### Extract provided
--*--

I'm considering switching options for an HF (3-15 MHz) tuner network. Pin diodes are interesting but their surrounding control circuitry is somewhat inconvenient, and they require relatively high power to run.

I'm reading on RF JFETs. Both generic JFET guides and specsheets for RF JFETs such as the J211 suggest that Vgs must be negative, which would require the addition of a negative power supply.

Can I get around this by connecting the N-channel JFET as I would a P-channel common-source MOSFET? Source to Vdd, gate to a TTL-level control line and drain down to a load. This would not require an additional negative power supply.

From dialogue it sounds like I need to move from this (please pretend the MOSFET is a JFET) :

single bias

To this:

dual bias

  • \$\begingroup\$ Vgs must be negative, which would require the addition of a negative power supply. Not if the Source and Drain are biased at say 5 V and the Gate is at 1 V. Voltages are relative. Look up some JFET bases circuits and note how few of them actually use a negative supply rail. I still need to see the actual circuit proposal to be able to judge if that would work or not. I also doubt if you can get the same isolation (when off) that you would get when using PIN diodes. \$\endgroup\$ Commented May 22, 2018 at 8:22
  • \$\begingroup\$ @Bimpelrekkie ok - I've hacked together a couple of diagrams. \$\endgroup\$
    – Reinderien
    Commented May 22, 2018 at 11:39

1 Answer 1


To a certain extent you can use an N channel JFET with the source at V+ and control the conductivity of the channel with a gate voltage between 0 volts and V+. The problem is that you can't really have any significant DC level (or signal with peak levels) much below the positive rail on the drain. Take the 2N5951 characteristic: -

enter image description here

As you can see for various levels of VGS, you can get a reasonable 4 quadrant characteristic of drain current against drain voltage but this will start to become problematic in the third quadrant as VDS becomes more negative.

--*--

### Data listing
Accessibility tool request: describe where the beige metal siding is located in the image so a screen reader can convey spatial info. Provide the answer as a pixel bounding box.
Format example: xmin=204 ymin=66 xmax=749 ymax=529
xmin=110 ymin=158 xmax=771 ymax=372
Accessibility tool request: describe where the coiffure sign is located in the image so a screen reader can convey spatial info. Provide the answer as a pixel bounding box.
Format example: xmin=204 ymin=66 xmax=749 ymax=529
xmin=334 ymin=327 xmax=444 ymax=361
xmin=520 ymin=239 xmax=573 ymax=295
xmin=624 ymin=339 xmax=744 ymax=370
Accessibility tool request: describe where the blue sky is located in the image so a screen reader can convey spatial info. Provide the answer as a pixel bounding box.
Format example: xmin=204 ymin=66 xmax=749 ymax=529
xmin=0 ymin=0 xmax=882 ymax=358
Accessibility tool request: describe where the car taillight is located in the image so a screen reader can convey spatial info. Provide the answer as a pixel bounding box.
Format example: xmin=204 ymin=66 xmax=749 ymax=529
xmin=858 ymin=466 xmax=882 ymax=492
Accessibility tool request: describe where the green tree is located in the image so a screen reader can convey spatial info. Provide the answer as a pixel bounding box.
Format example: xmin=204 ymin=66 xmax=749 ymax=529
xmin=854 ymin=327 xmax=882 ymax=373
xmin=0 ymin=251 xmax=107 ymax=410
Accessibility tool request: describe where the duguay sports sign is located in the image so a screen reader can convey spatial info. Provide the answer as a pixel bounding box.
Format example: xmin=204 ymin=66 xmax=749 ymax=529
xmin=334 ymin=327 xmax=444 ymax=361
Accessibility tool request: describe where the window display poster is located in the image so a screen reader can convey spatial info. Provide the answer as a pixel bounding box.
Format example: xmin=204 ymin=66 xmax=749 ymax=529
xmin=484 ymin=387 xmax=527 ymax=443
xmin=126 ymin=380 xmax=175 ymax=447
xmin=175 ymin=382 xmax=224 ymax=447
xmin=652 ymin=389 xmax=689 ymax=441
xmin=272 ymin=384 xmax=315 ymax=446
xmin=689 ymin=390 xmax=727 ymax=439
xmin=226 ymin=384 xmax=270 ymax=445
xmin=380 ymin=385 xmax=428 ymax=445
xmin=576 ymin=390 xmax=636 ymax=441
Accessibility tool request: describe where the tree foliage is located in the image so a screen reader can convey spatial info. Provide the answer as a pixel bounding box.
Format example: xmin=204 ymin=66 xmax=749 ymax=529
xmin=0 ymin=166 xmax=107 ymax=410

--*--

### Goal 1
In the JFET discussion, why does the first commenter say that a negative Vgs doesn't necessarily call for a negative power supply? Answer in one to three sentences.
### Goal 2
In the records, swap "coiffure sign" for "salon sign" in the part that opens with the line containing "Accessibility tool request: describe where the coiffure" and closes with the line containing "xmin=624 ymin=339 xmax=744 ymax=370". Give back only those lines.

### Written answer 1
Voltages are relative. If the source and drain are biased at, say, 5 V and the gate is at 1 V, Vgs is negative without a negative rail. The commenter adds that few JFET circuits actually use a negative supply rail.

### Written answer 2
Accessibility tool request: describe where the salon sign is located in the image so a screen reader can convey spatial info. Provide the answer as a pixel bounding box.
Format example: xmin=204 ymin=66 xmax=749 ymax=529
xmin=334 ymin=327 xmax=444 ymax=361
xmin=520 ymin=239 xmax=573 ymax=295
xmin=624 ymin=339 xmax=744 ymax=370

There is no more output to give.